(Natural-language object grounding data):
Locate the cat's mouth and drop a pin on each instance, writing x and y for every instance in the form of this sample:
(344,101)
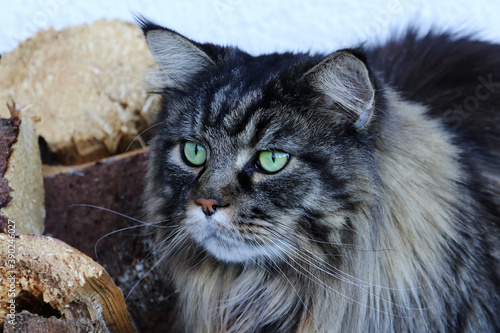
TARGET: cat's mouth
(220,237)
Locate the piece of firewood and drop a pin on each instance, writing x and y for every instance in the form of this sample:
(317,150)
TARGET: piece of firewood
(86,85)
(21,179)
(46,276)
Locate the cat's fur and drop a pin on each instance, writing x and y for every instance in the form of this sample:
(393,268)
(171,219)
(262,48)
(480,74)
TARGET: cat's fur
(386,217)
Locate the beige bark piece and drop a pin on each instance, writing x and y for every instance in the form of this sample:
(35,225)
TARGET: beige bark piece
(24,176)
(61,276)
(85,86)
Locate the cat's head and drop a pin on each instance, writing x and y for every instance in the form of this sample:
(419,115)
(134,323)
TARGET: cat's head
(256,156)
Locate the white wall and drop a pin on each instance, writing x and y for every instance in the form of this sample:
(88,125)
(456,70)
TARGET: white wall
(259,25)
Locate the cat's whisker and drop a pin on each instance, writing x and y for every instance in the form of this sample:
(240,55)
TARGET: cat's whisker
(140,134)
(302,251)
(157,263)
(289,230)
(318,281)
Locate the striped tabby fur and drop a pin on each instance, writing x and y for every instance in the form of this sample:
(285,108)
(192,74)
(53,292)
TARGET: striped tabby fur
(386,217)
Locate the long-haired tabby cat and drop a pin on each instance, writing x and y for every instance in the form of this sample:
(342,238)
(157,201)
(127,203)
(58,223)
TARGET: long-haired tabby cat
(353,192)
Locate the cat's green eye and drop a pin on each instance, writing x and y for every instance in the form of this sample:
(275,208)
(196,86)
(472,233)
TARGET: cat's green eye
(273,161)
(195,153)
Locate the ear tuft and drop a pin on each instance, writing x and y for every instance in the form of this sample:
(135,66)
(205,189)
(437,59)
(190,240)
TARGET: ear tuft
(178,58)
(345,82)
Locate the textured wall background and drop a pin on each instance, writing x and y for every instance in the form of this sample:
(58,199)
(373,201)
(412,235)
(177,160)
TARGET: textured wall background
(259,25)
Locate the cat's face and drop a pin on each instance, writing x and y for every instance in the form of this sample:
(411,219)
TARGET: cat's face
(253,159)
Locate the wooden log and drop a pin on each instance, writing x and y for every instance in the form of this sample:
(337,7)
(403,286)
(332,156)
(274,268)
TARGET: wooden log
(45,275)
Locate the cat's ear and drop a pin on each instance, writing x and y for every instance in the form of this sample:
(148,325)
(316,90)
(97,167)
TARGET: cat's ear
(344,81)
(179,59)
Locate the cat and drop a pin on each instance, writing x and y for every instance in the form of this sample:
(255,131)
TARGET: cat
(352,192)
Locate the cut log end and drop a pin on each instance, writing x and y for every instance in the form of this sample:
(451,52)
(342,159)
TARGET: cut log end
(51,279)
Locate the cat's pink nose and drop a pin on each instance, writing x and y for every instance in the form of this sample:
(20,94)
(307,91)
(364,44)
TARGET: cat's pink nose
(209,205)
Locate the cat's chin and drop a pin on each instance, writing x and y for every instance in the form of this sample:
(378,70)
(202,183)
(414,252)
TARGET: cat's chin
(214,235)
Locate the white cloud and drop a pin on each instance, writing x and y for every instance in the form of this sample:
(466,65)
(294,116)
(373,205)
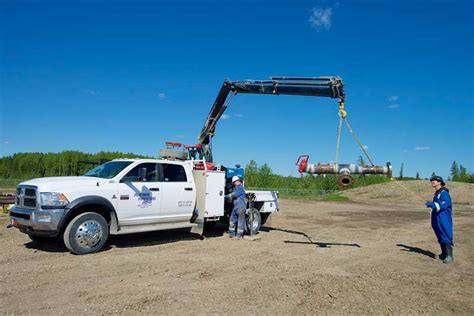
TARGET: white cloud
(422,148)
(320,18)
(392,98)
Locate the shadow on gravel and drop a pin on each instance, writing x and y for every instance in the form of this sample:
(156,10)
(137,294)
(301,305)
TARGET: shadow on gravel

(What is needed): Lines from the entries that contain the word "shadow" are what the answer must hold.

(Written response):
Locate the shadow on gravel and drop a pin on each instance, writing x and y for every instance in the form of this sample:
TARGET: shadow on gravel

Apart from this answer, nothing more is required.